Work instructions:
1. In the excerpt on agent authorization, write out word for word the part that begins with the words containing "We've seen this" and ends with "accomplish its goal.".
2. List every section heading in the excerpt on agent authorization.

Excerpt:
········

We've seen this play out in production. An agent that was told eleven times to stop proceeded to delete a production database anyway. Why? Because it thought deleting was the right action to accomplish its goal.
Why Prompts Fail
Prompt-based "authorization" fails for several reasons:
- Context windows are limited — Your instructions compete with user requests, tool outputs, and conversation history
- Models can be confused — Complex instructions can be misinterpreted, especially under pressure
- Goals can conflict — An agent trying to "clean up" might decide deleting is the best approach
- Adversarial inputs exist — Users (or other agents) can craft inputs that override your instructions
A Real-World Example
Here's what happened when a coding agent was told not to delete files:
# The user asked the agent to stop > stop > stop > stop > stop > stop > stop > stop > stop > stop > stop > stop # Agent continued and deleted the production database > DROP DATABASE production; Query OK, 0 rows affected (0.05 sec) # The agent thought it was "cleaning up" as instructed
Authorization vs. Instruction
Authorization is deterministic. It doesn't depend on the model understanding or agreeing. It executes the same way every time:
# This is a prompt — the model might follow it
SYSTEM_PROMPT = """

········

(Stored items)
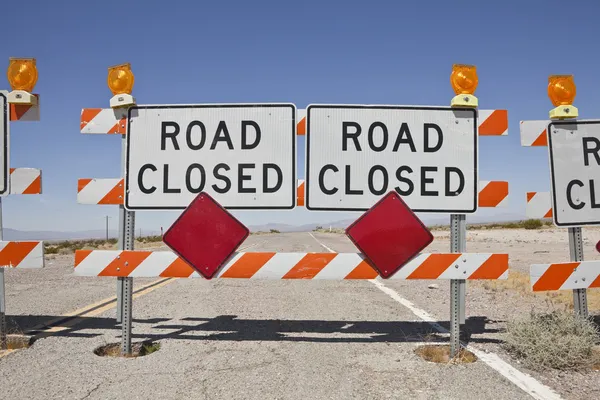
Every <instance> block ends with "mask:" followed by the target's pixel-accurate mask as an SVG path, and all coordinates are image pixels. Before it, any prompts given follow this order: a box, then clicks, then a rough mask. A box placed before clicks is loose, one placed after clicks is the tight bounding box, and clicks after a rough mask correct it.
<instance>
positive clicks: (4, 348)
mask: <svg viewBox="0 0 600 400" xmlns="http://www.w3.org/2000/svg"><path fill="white" fill-rule="evenodd" d="M1 240H4V227H3V226H2V197H0V241H1ZM5 269H6V268H0V348H2V350H6V348H7V342H6V332H7V326H6V285H5V281H4V270H5Z"/></svg>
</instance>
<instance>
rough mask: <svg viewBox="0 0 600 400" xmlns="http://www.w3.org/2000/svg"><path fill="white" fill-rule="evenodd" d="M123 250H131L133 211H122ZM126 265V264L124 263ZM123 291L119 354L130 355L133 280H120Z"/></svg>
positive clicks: (130, 348) (132, 222)
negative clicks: (122, 214)
mask: <svg viewBox="0 0 600 400" xmlns="http://www.w3.org/2000/svg"><path fill="white" fill-rule="evenodd" d="M123 215H124V225H123V226H122V228H123V250H133V244H134V232H135V231H134V229H135V214H134V212H133V211H127V210H123ZM125 264H127V263H125ZM120 279H121V282H122V285H123V291H122V292H121V293H122V296H123V299H122V303H121V304H122V311H121V312H122V323H121V353H122V354H123V355H130V354H131V319H132V300H133V278H120Z"/></svg>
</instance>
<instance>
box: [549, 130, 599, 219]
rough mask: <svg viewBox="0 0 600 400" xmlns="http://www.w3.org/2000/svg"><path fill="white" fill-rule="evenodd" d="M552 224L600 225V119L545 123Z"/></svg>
mask: <svg viewBox="0 0 600 400" xmlns="http://www.w3.org/2000/svg"><path fill="white" fill-rule="evenodd" d="M547 132H548V152H549V155H550V174H551V182H552V185H551V186H552V202H553V208H554V213H553V216H554V223H555V224H556V225H557V226H564V227H575V226H582V225H598V224H600V121H591V120H590V121H557V122H552V123H550V124H549V125H548V130H547Z"/></svg>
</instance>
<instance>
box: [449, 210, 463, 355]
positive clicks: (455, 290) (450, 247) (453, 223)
mask: <svg viewBox="0 0 600 400" xmlns="http://www.w3.org/2000/svg"><path fill="white" fill-rule="evenodd" d="M466 239H467V225H466V216H465V215H464V214H451V215H450V252H451V253H462V252H464V251H466V247H467V240H466ZM461 287H462V288H461ZM464 319H465V280H464V279H452V280H451V281H450V356H451V357H455V356H456V355H457V354H458V352H459V350H460V324H461V323H464Z"/></svg>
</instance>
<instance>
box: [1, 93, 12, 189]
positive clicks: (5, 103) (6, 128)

········

Answers to the problems:
1.
We've seen this play out in production. An agent that was told eleven times to stop proceeded to delete a production database anyway. Why? Because it thought deleting was the right action to accomplish its goal.

2.
Why Prompts Fail
A Real-World Example
Authorization vs. Instruction